What the exercise asks :: Write out all the entries word for word, but skip any images.

------ Source data

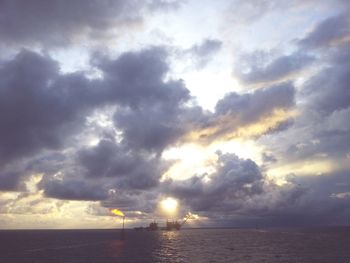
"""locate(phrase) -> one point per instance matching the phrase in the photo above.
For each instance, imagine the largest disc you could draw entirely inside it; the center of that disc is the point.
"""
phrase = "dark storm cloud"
(234, 180)
(331, 31)
(250, 107)
(137, 78)
(58, 22)
(239, 193)
(37, 105)
(42, 108)
(132, 169)
(237, 186)
(9, 180)
(237, 111)
(203, 52)
(73, 189)
(268, 158)
(278, 69)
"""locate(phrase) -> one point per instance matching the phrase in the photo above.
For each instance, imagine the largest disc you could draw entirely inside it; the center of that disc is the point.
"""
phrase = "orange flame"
(117, 212)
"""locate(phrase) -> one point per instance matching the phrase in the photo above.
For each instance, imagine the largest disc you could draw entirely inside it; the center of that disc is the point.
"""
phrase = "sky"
(237, 109)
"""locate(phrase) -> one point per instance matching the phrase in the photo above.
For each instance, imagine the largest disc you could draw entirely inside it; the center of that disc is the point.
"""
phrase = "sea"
(309, 245)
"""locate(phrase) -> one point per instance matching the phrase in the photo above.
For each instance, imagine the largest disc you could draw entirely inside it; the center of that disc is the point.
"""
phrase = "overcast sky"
(239, 109)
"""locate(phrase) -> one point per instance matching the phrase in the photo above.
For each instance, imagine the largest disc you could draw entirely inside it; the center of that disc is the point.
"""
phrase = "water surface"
(188, 245)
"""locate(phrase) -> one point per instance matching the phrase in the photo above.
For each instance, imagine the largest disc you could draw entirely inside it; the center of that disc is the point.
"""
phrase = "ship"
(170, 226)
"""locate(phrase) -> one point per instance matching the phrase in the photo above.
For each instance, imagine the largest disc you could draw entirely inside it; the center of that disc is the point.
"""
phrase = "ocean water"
(329, 245)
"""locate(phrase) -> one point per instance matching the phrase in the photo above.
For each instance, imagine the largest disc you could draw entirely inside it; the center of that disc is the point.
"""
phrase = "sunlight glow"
(169, 205)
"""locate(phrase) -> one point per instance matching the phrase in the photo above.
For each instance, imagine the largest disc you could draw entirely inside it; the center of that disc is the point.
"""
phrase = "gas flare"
(117, 212)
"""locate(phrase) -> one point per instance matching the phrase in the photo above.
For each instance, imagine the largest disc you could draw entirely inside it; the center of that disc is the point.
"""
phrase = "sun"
(169, 205)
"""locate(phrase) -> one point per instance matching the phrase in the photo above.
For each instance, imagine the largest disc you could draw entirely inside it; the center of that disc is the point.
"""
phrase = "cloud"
(39, 108)
(331, 31)
(238, 186)
(247, 115)
(72, 189)
(279, 69)
(59, 22)
(132, 169)
(203, 52)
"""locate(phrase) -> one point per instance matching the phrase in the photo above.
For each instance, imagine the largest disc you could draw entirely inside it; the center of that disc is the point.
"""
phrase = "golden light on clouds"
(169, 206)
(230, 127)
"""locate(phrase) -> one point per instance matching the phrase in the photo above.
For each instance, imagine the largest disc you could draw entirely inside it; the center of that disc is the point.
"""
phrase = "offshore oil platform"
(169, 226)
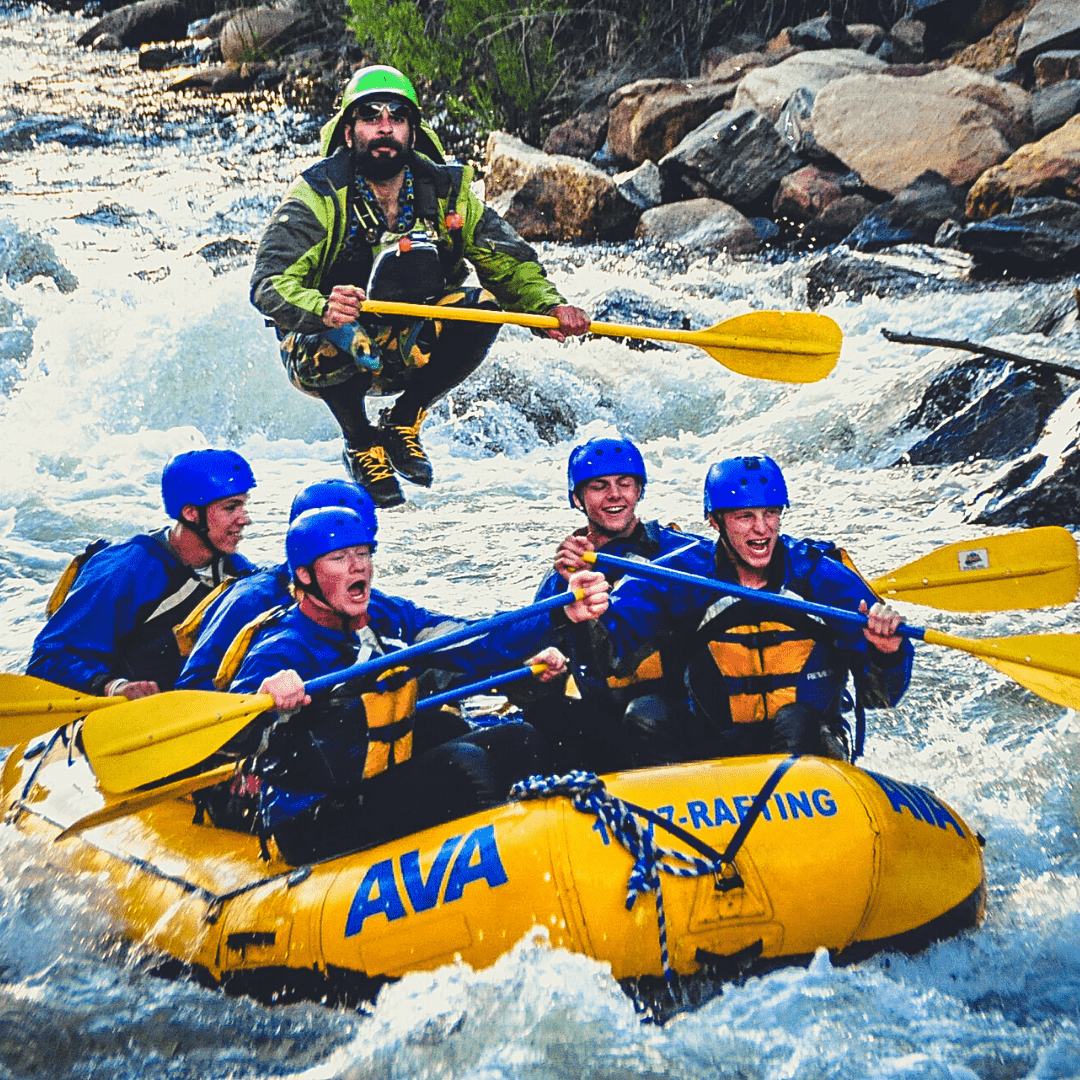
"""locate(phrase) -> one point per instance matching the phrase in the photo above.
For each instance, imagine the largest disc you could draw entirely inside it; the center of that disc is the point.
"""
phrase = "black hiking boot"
(372, 471)
(404, 449)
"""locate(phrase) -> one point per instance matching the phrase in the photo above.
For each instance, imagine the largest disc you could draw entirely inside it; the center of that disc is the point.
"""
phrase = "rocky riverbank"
(956, 126)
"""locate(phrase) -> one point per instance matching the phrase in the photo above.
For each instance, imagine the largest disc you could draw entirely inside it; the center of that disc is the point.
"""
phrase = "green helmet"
(381, 80)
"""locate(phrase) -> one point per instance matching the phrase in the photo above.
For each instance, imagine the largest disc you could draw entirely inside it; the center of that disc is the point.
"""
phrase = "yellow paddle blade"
(30, 706)
(783, 346)
(1048, 664)
(158, 736)
(132, 804)
(1027, 569)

------------

Problem solution ::
"""locate(phrase) -> one point per instance matching the phrase in the photo above.
For each instance, imagine the largest disc you could draw entirely inside it; the center of that disc is the point.
"""
phrase = "dark storm cloud"
(234, 180)
(331, 31)
(250, 107)
(137, 78)
(58, 22)
(239, 193)
(37, 105)
(42, 108)
(132, 169)
(237, 186)
(9, 180)
(237, 111)
(203, 52)
(73, 189)
(268, 158)
(278, 69)
"""locate(phrase) -> one point per instance matching the phrase in the photo above.
For each instance, imagine the largest disc you could draw entirely inside it; the center of that disc is the point.
"""
phrase = "orange flame"
(117, 212)
"""locate(phrase) -> one point per instance matching the phrase in the photo above.
For each instance, imagine the largest disc you could draw entirely inside it; the center of that disc is the point.
"""
phrase = "sky"
(237, 109)
"""locate(phrase) -> one point per instance matching the phrase in the photo above.
For each instance, imagine the largest disc you could draw entirely inside it; the center of that disc is the point.
"""
phrase = "sea"
(309, 245)
"""locate(phrase) -> one point per instance matching the phrase in the photo above.
For each instance, imagine the largest disc you could draw entirely inside it; the center of that disc is the point.
"""
phrase = "overcast sky"
(239, 109)
"""locate(phrase) -> one point per instance matching the phrase in the photo above.
For each instance, imagine the largest disc you could draw entirely inside it; the center of that disc is the point.
"""
phrase = "water surface"
(188, 245)
"""locate(phrase) -> one point per instance matching the phrase in the photo above.
For each instance, imagine the largest disc you could draw entirely inside it; the center of that disc is the point.
"""
phrase = "ship"
(170, 226)
"""locate(phrase) -> one point per instance matching the phrase in the photo above.
For each instance, imagine the largest disc you could draw entirely inside it; the center of that disc is the point.
"""
phrase = "ocean water"
(329, 245)
"""locate(phrase) -> one point per instance matching the phrase in the photo above.
For each instance, imagine the largest disc you could draw entirely inside it; the center of that disc is the point.
"""
phrase = "sunlight glow"
(169, 205)
"""locate(phrase) -> one point per instance matching the phrase in the photo above.
For each instance, imagine the largest disc you could draw entirely inside it; the center of that disc is the point.
"""
phrase = "gas flare"
(117, 212)
"""locate(phrase) -> one point per instance matching the phrase in the photo above.
For each instance, imagine the largest disc you could draw entirely inside it; the center of that disc is the point.
"""
phrase = "sun"
(169, 205)
"""locate(phrase) -> one point per instance matching the phrase in the photo above.
For each instance, imagine the largest disc you could draw entirely inside it; the center of that disc is the point.
"""
phrase = "cloud"
(39, 108)
(331, 31)
(238, 186)
(247, 115)
(72, 189)
(279, 69)
(59, 22)
(132, 169)
(203, 52)
"""locate(phrase) -> one point per instance matching the phrase in the photo above.
For each instance, imagine the largest disc you could draw entirely inside it; the center of that disc is the point.
"""
phrase = "golden light on clouds"
(169, 206)
(230, 127)
"""locate(phrase) -> one point per instance matching the phrase in the photo above.
For each instance, imagine the largest disc you could draw entirely inside it; the center of that disc is the point.
"""
phrase = "offshore oil platform"
(169, 226)
"""locate(phrase) -> one point per instance matching the phrase in the photo above.
For each instance, imagine the largest disc you could draw entirely inside it; the center of that disc is the point.
"""
phrase = "black hiking boot"
(372, 471)
(404, 449)
"""locate(phrase) -> one point per instance matching the phrase in the photo above.
For each instance, imagine the largest disc you could draw entirely inside it; the center of that disc is the point.
"""
phrase = "rocky riverbank"
(956, 126)
"""locate(phrase) -> one point per instance matching the phrase in the photo above.
For each instance, imagine the largest disc you could draw entirely inside it; the center of that disc is the point.
"""
phrase = "green helmet"
(381, 80)
"""locate(phrase) -> one point per instance matching the phrase in the photo above.
For each instance, imagine the largest disc you could draw entirely inside it; the center of that disc is the point.
"""
phrase = "yellow paddle blade"
(30, 706)
(783, 346)
(1048, 664)
(158, 736)
(132, 804)
(1027, 569)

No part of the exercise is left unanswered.